Pull out each line of the records below that contains the string "glacier", matching case exactly, and list those lines.

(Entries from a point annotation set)
■ ■ ■ ■ ■
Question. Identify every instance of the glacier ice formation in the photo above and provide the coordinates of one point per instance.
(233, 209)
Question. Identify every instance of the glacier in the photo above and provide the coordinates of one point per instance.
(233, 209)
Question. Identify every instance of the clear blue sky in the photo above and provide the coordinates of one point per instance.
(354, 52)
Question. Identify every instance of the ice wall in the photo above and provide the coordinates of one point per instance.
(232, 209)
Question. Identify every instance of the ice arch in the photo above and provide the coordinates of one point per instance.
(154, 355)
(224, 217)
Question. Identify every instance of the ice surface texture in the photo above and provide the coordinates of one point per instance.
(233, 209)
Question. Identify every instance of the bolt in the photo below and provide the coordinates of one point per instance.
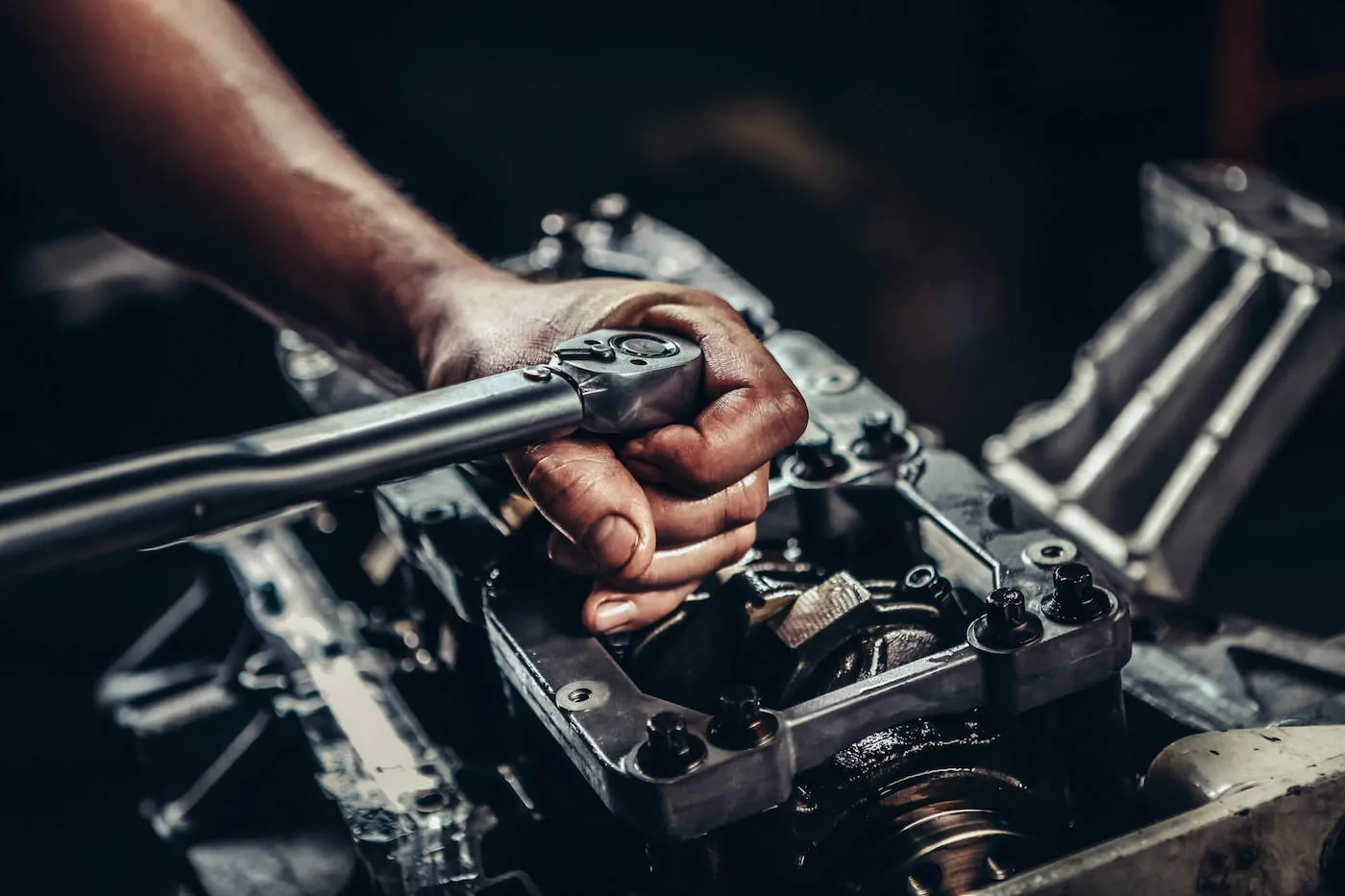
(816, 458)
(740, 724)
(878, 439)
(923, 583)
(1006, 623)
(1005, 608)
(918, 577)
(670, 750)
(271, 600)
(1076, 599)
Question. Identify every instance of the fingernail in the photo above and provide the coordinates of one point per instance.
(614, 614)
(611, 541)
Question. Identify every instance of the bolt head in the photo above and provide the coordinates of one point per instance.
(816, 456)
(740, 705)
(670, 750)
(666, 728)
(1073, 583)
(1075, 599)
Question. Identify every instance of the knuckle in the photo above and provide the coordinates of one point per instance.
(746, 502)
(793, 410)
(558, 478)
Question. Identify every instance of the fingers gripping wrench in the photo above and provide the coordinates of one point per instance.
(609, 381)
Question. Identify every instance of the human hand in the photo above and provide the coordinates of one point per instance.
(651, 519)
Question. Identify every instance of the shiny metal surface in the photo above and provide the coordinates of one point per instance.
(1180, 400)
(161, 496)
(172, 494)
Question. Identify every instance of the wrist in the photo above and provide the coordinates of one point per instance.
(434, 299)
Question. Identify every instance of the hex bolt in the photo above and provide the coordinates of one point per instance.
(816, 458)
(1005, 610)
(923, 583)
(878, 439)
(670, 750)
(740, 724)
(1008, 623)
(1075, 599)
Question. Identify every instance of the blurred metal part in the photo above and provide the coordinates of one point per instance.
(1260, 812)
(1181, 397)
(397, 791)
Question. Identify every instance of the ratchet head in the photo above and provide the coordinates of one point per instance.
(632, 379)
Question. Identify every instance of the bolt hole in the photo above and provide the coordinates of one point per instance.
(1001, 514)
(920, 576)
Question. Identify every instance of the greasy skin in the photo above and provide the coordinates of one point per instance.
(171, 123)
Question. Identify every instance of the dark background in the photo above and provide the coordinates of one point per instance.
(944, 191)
■ ■ ■ ■ ■
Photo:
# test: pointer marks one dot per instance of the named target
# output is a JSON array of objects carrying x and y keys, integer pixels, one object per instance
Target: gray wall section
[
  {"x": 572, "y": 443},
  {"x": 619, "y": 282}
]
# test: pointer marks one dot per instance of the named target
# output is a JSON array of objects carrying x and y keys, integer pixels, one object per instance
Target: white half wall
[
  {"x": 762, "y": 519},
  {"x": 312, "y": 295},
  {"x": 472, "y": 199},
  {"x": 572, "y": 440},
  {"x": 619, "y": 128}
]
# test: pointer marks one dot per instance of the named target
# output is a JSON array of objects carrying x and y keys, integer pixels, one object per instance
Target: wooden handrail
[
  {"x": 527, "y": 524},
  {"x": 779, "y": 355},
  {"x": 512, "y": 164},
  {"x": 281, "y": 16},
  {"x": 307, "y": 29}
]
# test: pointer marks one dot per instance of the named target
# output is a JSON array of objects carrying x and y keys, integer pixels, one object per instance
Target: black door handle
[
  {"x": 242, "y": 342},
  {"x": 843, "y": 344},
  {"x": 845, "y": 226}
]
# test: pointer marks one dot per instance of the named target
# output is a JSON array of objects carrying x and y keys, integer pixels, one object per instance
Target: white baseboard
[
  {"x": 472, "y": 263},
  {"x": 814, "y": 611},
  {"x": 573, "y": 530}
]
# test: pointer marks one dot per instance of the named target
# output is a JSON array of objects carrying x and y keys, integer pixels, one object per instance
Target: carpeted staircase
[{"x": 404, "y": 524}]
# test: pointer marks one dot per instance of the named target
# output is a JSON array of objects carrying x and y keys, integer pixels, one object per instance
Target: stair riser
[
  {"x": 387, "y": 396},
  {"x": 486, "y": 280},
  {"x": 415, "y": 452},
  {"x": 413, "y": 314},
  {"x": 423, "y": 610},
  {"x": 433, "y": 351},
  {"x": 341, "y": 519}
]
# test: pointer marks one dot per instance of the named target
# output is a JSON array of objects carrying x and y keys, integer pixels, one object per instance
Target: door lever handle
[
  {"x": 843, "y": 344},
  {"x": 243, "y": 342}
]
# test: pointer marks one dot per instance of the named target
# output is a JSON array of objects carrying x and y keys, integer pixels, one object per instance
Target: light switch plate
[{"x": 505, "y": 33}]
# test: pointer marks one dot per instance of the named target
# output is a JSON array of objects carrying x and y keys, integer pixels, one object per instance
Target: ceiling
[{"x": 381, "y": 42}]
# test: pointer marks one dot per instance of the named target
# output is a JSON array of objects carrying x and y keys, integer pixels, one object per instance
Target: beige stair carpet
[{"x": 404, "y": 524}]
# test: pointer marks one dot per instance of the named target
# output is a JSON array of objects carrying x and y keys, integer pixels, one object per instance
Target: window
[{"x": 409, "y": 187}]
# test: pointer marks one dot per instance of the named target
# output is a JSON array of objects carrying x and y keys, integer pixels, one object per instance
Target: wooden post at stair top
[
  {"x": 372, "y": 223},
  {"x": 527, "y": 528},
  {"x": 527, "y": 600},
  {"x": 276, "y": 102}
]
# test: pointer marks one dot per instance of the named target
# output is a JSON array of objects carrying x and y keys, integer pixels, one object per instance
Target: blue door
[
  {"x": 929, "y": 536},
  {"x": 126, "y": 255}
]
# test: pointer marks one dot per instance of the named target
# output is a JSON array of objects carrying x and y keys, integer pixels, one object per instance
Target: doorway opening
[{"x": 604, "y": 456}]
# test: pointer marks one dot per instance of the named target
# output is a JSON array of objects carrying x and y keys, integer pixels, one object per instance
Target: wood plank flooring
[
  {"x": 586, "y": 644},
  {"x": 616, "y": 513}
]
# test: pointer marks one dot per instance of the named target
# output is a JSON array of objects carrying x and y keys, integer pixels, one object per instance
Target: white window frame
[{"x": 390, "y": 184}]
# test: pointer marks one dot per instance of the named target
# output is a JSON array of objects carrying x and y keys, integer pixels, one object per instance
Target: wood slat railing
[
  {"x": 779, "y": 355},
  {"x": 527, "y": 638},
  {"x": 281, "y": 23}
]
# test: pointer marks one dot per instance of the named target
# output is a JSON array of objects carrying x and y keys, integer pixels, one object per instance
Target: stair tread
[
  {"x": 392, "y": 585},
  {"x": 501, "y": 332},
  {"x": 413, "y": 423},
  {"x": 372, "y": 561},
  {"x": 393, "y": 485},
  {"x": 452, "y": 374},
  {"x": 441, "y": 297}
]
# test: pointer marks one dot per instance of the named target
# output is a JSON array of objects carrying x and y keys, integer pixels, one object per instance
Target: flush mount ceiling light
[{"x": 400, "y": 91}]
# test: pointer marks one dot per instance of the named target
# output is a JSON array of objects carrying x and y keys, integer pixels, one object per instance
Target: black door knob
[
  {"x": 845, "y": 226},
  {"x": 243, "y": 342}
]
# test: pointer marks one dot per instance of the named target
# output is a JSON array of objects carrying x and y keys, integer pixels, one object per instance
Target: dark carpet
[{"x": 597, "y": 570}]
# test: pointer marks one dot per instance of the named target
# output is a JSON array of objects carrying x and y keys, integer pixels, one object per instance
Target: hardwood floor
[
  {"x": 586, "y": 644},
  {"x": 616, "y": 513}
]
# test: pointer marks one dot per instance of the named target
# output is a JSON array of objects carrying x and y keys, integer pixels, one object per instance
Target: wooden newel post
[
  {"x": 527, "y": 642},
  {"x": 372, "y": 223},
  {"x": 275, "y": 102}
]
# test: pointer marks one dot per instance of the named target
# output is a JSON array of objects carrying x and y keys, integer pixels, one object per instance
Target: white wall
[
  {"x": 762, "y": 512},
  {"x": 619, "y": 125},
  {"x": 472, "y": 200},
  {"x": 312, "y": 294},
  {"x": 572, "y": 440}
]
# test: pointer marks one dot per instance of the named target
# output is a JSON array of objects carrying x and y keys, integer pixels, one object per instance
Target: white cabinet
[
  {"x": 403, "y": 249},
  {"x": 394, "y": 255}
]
■ ■ ■ ■ ■
§ **THE RESPONSE**:
Question. Identify every instance of the glacier ice formation in the photo above and provide the coordinates of one point per instance.
Question. Identify every instance of the glacier in the photo above and provide the coordinates of one point per instance.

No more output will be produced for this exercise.